GOAL OF THE EXERCISE:
Copy out the lines below word for word.

DATASET RECORDS:
* start *
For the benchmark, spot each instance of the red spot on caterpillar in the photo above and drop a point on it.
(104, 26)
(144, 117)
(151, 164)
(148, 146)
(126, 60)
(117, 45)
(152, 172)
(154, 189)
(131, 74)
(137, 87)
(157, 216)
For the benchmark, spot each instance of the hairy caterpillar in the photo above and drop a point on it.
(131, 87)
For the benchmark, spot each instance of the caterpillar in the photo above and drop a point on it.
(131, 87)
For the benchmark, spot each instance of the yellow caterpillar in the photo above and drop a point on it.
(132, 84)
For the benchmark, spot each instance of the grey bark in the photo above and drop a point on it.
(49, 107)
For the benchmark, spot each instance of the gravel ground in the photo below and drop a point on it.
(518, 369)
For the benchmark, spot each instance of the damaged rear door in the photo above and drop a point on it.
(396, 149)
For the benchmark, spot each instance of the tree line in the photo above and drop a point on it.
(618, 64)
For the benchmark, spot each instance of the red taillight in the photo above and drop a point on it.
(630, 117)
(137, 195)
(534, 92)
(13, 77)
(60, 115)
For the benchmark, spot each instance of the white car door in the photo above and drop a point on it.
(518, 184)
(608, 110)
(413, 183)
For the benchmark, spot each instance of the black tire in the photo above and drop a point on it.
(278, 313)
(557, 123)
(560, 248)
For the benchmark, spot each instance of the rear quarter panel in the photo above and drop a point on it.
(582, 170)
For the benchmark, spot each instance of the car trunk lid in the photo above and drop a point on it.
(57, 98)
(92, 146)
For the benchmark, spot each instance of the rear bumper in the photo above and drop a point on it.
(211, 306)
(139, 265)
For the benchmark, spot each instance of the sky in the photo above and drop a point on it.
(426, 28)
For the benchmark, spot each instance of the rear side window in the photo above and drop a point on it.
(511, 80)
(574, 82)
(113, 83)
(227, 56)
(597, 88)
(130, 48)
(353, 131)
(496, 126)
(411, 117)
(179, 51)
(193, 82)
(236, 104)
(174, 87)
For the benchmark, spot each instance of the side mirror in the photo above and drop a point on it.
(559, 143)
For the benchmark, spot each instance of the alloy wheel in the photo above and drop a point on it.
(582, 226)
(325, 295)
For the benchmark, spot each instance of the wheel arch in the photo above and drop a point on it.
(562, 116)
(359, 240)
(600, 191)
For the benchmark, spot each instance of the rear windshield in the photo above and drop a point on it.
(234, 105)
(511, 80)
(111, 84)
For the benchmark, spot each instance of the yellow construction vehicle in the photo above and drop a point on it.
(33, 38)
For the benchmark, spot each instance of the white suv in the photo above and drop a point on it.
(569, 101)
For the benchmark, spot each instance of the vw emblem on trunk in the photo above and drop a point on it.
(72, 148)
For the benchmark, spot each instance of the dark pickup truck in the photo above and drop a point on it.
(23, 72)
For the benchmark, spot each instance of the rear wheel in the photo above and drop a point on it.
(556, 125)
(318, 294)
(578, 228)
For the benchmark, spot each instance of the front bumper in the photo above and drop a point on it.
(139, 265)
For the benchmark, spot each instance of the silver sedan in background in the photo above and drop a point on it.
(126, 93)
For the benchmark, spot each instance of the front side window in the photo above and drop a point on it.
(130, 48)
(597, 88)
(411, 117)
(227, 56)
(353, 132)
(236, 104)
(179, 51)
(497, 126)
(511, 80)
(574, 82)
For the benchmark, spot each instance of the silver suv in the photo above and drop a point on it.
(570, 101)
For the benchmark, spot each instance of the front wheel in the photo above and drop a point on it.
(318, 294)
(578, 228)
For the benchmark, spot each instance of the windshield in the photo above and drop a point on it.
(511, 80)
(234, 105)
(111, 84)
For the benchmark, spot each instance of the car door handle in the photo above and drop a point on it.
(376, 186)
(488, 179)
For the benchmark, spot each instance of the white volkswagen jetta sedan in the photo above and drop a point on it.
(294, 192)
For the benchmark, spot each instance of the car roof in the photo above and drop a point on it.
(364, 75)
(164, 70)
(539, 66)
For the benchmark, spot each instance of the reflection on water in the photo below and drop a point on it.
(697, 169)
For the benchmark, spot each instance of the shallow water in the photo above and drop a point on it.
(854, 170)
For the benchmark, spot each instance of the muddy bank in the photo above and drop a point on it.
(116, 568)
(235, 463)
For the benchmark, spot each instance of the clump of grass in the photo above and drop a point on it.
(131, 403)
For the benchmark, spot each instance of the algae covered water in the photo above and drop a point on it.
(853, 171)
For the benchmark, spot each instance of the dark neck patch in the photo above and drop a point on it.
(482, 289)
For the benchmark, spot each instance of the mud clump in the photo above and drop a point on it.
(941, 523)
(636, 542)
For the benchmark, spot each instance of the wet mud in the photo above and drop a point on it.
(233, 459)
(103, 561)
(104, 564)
* end *
TASK OUTPUT:
For the benchmark, spot each instance of the red spot on caterpillar in the photo above and drop a point on it.
(104, 26)
(144, 117)
(151, 164)
(148, 146)
(126, 60)
(117, 45)
(152, 172)
(154, 189)
(131, 74)
(137, 87)
(157, 216)
For the benchmark, spot each instance of the hairy caterpillar in the photo above and drop a point on it.
(131, 87)
For the benchmark, spot each instance of the caterpillar in the photo above and drop a point on it.
(131, 87)
For the benchmark, spot each instance of the yellow caterpillar in the photo above and drop a point on it.
(132, 84)
For the benchmark, spot each instance of the grey bark in the photo above and drop a point on it.
(49, 107)
For the benchmark, spot each instance of the gravel ground in the photo below and drop a point on it.
(518, 369)
For the benchmark, spot each instance of the damaged rear door in the photo above and drop a point on it.
(396, 149)
For the benchmark, spot each instance of the tree line in the photo above and drop a point on it.
(618, 64)
For the benchmark, spot each instance of the red taillight in the photo above and drop a point on it.
(630, 117)
(137, 195)
(534, 92)
(13, 77)
(60, 115)
For the benchmark, spot each instance of the white car door in the photo above and drop a point on it.
(518, 184)
(608, 110)
(413, 183)
For the benchmark, spot each instance of the black tire in the photo above and drop a point on it.
(278, 313)
(557, 123)
(560, 248)
For the benchmark, spot each instance of the rear quarter panel in the photo above and drop a point on it.
(582, 170)
For the benchmark, spot each instance of the car trunk lid in the photo above and drop a point on it.
(57, 98)
(92, 146)
For the benchmark, spot each instance of the rear bumper in the photo above and drop a point on it.
(211, 306)
(139, 265)
For the benchmark, spot each instance of the sky in the photo above and drop a point on it.
(426, 28)
For the benchmark, spot each instance of the rear side window in the photo above and drop a point on it.
(511, 80)
(574, 82)
(113, 83)
(227, 56)
(597, 88)
(130, 48)
(353, 131)
(496, 126)
(411, 117)
(179, 51)
(193, 82)
(236, 104)
(174, 87)
For the benchmark, spot each instance of the side mirror in the photo above and drop a point on it.
(559, 143)
For the benchmark, spot each instance of the alloy wheel in the photo above and drop a point on it.
(582, 226)
(325, 295)
For the benchmark, spot each instance of the wheel arch in the photo above and drop a point on it.
(562, 116)
(359, 240)
(600, 191)
For the benchmark, spot each instance of the rear windshield in the photo above and drop a point on it.
(234, 105)
(511, 80)
(111, 84)
For the benchmark, spot each instance of the yellow construction vehicle in the photo above and drop a point on it.
(33, 38)
For the benchmark, spot each instance of the white suv in the photo above and drop a point on it.
(569, 101)
For the benchmark, spot each instance of the vw emblem on trunk in the photo above and drop a point on it.
(72, 148)
For the benchmark, spot each instance of the dark pickup truck in the photo above and drop a point on it.
(23, 72)
For the benchmark, spot each instance of the rear wheel in the photo above and drop a point on it.
(556, 125)
(318, 294)
(578, 228)
For the benchmark, spot each instance of the front bumper in the photo above and drop a point on it.
(139, 265)
For the benchmark, spot each instance of the silver sedan in background in the photo above and drop a point on it.
(126, 93)
For the benchmark, spot each instance of the front side window in the photo above and drop a point on it.
(130, 48)
(597, 88)
(411, 117)
(227, 56)
(353, 132)
(236, 104)
(179, 51)
(497, 126)
(511, 80)
(574, 82)
For the benchmark, spot each instance of the silver suv in the photo above and drop a point on it.
(570, 101)
For the benchmark, spot each instance of the front wheel in the photo above and drop a point on it.
(318, 294)
(578, 228)
For the benchmark, spot each instance of the windshield in the photo above and drop a point on it.
(511, 80)
(234, 105)
(111, 84)
For the benchmark, spot each instance of the car door handle in the photo above and drop a point on it.
(376, 186)
(488, 179)
For the benchmark, spot each instance of the white volkswagen jetta sedan in the photo above and drop a point on it.
(294, 192)
For the benchmark, spot each instance of the car roof in the photo above and drop a point on it.
(364, 75)
(164, 70)
(539, 66)
For the benchmark, spot each instance of the reflection on water in the photo below and drop a point on it.
(697, 169)
For the benchmark, spot each instance of the shallow water in the photo above and drop a point on it.
(854, 170)
For the benchmark, spot each instance of the muddy bank in the photo above and drop a point on it.
(116, 568)
(235, 463)
For the benchmark, spot each instance of the clump of grass in the photo above and drop a point on it.
(131, 403)
For the benchmark, spot each instance of the algae covered water in the photo above and drop a point on it.
(853, 171)
For the benchmark, spot each instance of the dark neck patch in the photo above and drop a point on it.
(482, 289)
For the benchmark, spot each instance of the mud clump in the photo above and drop a point on it.
(941, 523)
(636, 542)
For the benchmark, spot each instance of the wet mud in the photo above and drop a point on it.
(233, 459)
(103, 561)
(104, 564)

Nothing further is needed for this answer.